● **WORK REQUIRED**
Reproduce every line of the records, starting at the line containing "Objective — one point per instance of the black car" and ending at the line containing "Objective — one point per instance of the fallen", both included. Add 113 to each coordinate value in the answers and leave all other text unchanged.

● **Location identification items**
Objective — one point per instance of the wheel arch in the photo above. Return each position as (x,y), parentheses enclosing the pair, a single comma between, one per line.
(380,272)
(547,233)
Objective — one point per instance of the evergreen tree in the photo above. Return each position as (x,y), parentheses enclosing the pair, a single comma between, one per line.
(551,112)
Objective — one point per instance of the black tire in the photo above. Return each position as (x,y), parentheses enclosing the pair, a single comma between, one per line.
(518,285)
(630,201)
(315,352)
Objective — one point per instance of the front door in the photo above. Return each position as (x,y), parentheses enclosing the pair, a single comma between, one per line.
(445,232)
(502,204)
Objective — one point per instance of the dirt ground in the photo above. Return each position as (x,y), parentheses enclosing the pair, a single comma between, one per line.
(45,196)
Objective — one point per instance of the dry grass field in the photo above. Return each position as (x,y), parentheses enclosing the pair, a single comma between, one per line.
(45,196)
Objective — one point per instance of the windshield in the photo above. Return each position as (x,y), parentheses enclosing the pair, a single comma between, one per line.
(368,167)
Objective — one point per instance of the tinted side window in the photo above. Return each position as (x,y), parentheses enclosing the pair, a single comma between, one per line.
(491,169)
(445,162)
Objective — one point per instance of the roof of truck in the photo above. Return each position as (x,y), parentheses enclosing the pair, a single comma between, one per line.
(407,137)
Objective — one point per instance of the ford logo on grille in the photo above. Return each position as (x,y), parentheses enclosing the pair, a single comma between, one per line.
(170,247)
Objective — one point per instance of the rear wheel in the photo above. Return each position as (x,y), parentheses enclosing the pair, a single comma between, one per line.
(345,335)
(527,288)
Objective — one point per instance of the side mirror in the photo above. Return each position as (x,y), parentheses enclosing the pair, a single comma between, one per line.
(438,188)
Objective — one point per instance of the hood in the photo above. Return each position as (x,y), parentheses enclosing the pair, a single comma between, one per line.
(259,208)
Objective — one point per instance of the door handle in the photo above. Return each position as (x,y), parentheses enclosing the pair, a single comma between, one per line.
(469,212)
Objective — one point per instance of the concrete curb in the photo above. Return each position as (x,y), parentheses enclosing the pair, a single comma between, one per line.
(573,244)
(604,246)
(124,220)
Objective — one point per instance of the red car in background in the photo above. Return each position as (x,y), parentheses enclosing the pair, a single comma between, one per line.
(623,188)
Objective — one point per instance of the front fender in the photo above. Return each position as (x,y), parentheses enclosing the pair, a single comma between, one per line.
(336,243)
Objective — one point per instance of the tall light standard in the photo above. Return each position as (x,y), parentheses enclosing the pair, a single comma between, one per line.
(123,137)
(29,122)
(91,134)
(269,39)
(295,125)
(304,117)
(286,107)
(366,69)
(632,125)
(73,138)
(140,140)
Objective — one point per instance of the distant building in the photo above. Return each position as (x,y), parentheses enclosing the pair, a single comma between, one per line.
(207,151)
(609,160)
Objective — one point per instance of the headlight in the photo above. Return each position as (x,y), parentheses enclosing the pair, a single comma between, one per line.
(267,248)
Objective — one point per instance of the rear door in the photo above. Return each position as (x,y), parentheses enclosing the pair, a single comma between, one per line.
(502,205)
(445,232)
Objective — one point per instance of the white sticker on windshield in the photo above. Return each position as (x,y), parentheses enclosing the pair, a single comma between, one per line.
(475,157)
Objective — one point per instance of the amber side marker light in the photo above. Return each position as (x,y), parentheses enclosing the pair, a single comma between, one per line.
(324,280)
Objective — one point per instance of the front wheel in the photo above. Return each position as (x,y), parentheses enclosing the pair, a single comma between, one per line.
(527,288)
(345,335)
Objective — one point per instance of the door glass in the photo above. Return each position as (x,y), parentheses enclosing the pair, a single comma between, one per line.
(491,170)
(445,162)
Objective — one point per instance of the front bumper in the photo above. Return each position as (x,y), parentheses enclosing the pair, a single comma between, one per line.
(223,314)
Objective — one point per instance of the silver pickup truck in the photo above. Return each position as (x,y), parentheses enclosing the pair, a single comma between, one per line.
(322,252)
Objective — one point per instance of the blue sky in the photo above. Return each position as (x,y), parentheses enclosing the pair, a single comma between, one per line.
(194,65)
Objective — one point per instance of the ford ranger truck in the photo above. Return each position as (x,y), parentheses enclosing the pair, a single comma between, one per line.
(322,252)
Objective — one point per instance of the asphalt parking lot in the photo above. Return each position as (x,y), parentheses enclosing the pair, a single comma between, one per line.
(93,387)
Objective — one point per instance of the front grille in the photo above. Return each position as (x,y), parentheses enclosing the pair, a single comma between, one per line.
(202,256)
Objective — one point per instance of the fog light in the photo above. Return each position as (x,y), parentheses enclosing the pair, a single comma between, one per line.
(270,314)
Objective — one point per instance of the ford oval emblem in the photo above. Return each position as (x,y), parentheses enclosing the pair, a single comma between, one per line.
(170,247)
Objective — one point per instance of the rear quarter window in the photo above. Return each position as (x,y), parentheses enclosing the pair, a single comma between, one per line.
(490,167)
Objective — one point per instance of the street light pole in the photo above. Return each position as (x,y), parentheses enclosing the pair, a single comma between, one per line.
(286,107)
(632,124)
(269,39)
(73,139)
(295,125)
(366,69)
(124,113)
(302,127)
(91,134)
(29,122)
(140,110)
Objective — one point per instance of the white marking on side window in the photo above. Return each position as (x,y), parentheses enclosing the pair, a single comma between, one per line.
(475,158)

* * *

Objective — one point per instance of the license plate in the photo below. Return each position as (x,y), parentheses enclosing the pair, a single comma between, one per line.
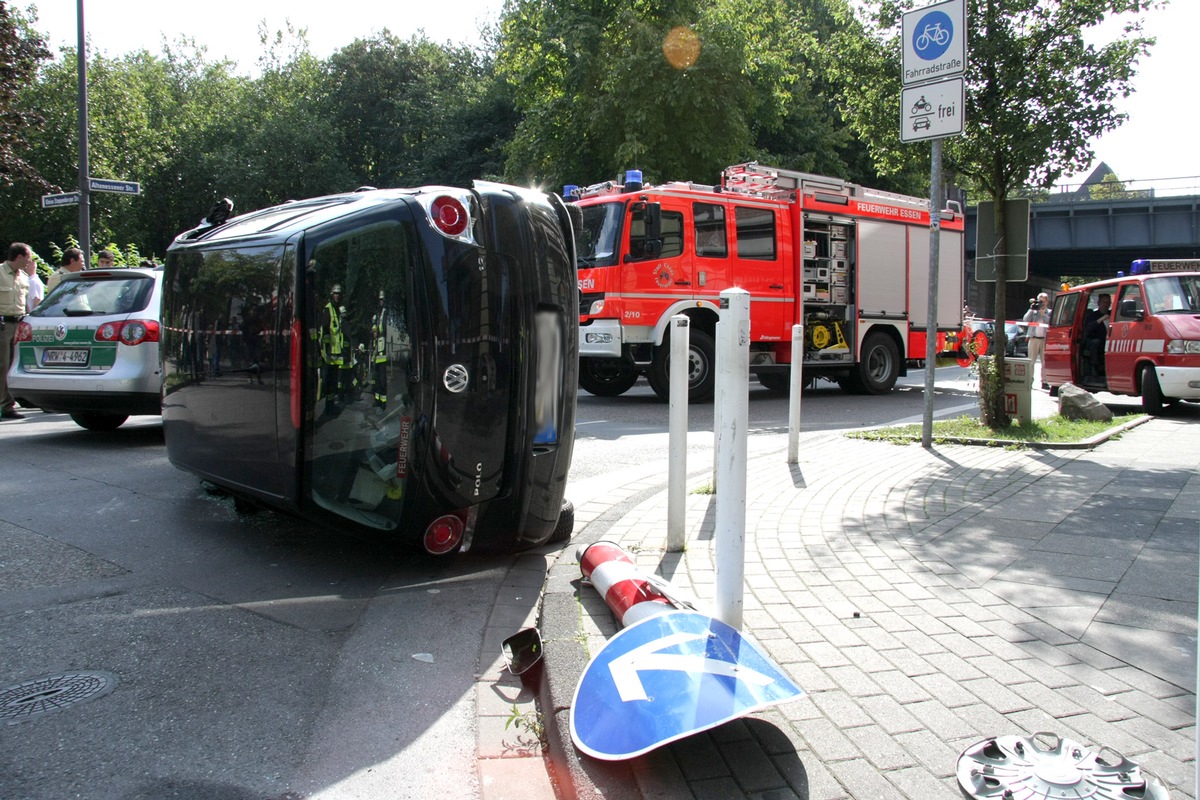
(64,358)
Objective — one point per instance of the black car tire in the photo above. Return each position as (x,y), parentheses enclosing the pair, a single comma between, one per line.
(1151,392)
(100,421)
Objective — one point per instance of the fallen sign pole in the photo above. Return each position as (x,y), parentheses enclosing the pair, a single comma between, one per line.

--

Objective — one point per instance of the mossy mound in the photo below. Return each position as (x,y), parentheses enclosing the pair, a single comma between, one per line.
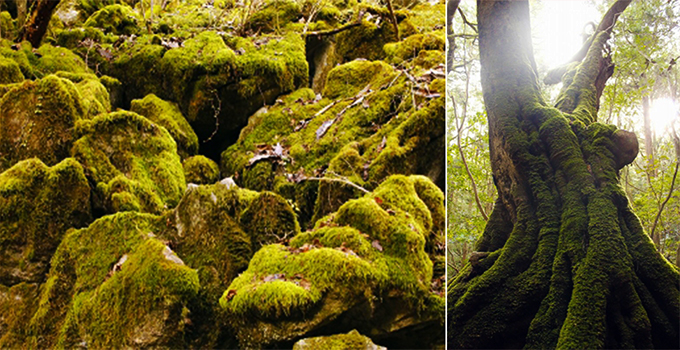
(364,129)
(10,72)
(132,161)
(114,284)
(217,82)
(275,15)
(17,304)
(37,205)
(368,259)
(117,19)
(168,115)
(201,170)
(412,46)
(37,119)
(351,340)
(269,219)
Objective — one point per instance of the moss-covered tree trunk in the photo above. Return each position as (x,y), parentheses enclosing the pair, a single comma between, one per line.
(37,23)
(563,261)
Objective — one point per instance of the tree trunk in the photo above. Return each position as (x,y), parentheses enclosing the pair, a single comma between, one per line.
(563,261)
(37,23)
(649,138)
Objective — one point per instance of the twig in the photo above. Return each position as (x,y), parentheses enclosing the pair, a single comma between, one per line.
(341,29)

● **RESULT**
Objective — one point per instance of the black car tire in the photo above. Return each position as (x,y), parentheses enclosing the pair, a single comma between, one per line.
(1264,505)
(213,534)
Objective — one point per instance of the fallen sign pole in the photo above. Return each position as (x,y), parentheses enclosing the pair, a single comma between, one per line.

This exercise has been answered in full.